**Problem to work on:** From the entries below, pick out every line that contains the string "hare", matching case exactly, and copy each such line.

## Start

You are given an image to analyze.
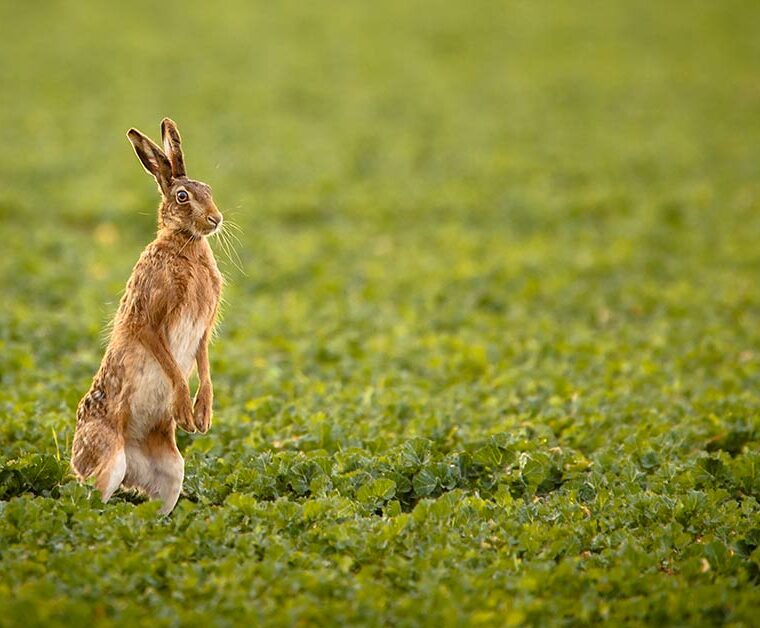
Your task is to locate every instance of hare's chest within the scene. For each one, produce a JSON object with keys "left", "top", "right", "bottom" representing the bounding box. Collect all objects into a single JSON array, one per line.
[{"left": 169, "top": 312, "right": 208, "bottom": 375}]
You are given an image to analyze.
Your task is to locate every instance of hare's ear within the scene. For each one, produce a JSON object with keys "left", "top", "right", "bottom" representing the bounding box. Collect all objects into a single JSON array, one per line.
[
  {"left": 161, "top": 118, "right": 185, "bottom": 177},
  {"left": 127, "top": 129, "right": 172, "bottom": 194}
]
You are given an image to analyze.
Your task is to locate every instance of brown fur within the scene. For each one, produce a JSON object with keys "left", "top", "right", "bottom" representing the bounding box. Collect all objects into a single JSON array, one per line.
[{"left": 72, "top": 118, "right": 222, "bottom": 513}]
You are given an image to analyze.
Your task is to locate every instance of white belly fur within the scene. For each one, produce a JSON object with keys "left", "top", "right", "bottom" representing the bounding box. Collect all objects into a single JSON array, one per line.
[{"left": 129, "top": 315, "right": 204, "bottom": 438}]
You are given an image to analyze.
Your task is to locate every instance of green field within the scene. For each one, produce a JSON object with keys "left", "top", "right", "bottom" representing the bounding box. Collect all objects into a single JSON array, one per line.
[{"left": 0, "top": 0, "right": 760, "bottom": 626}]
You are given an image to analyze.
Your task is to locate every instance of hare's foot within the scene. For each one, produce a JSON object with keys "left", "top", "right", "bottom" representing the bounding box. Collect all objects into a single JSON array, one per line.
[
  {"left": 124, "top": 432, "right": 185, "bottom": 515},
  {"left": 95, "top": 447, "right": 127, "bottom": 502}
]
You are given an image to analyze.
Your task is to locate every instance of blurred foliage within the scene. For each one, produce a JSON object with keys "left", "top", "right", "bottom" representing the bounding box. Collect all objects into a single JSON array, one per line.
[{"left": 0, "top": 0, "right": 760, "bottom": 626}]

## End

**Answer to the exercise:**
Your task is to locate every instance of hare's chest within the scene. For each one, produce a JSON object with keys "left", "top", "right", "bottom" representing the bounding box. Collect all objects into a single JSON array, one per line.
Your task is to locate every instance of hare's ear within the scene. For each one, produce a JSON object with keys "left", "top", "right", "bottom" representing the bounding box. Collect all objects into a single JSON array, one per line.
Your task is to locate every instance of hare's foot within the scene. For each one, produce a JSON object with keys "left", "top", "right", "bottom" representing the bounding box. Collect all objects into a single JSON array, one per line.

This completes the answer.